Directions for this task:
Among the entries below, find the line that contains "One keypoint belongs to every instance. Tag the ice" and copy it and every line after it word for word, ending with the line that contains "(1084, 143)".

Data entries:
# # # # # # #

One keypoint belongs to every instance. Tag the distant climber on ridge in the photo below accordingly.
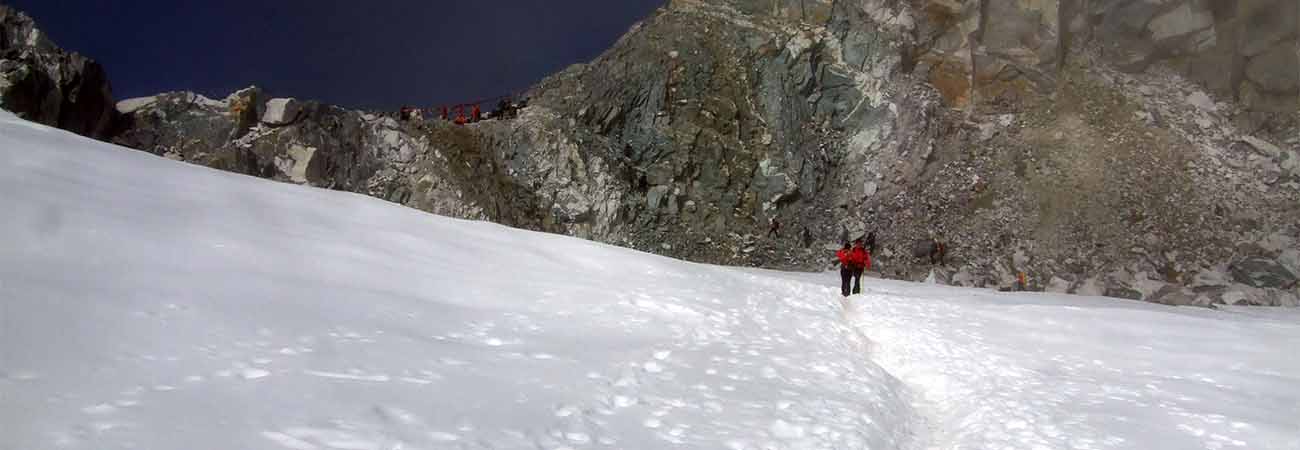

# # # # # # #

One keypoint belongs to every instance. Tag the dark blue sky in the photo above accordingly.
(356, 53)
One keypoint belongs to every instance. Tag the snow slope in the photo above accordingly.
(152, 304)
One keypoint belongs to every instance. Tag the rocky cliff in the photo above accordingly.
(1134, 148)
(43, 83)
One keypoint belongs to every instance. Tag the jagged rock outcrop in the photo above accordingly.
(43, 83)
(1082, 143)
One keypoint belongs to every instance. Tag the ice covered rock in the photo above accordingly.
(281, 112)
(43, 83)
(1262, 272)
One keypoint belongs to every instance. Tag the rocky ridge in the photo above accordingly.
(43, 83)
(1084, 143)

# # # # # # #

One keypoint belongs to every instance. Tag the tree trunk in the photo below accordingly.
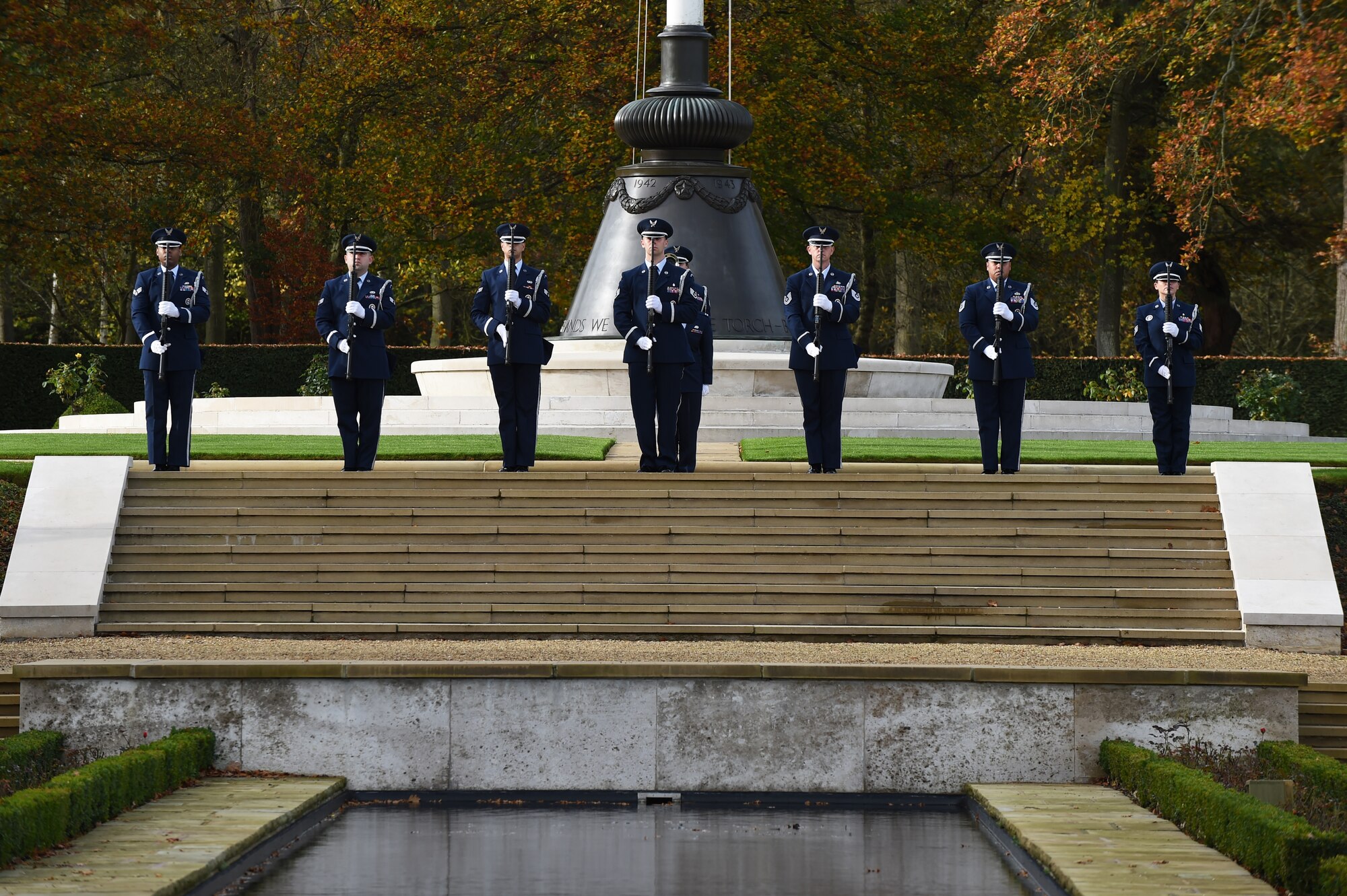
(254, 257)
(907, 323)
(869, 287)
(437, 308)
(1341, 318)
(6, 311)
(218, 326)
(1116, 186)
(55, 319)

# # # # # # #

Task result:
One keypoint belongs to every instance. Tag the ice covered rock in the photo above accordingly.
(281, 112)
(43, 83)
(1262, 272)
One keypoint belongs to every instance. Tag the rocky ridge in the photo above accordingly.
(43, 83)
(1084, 143)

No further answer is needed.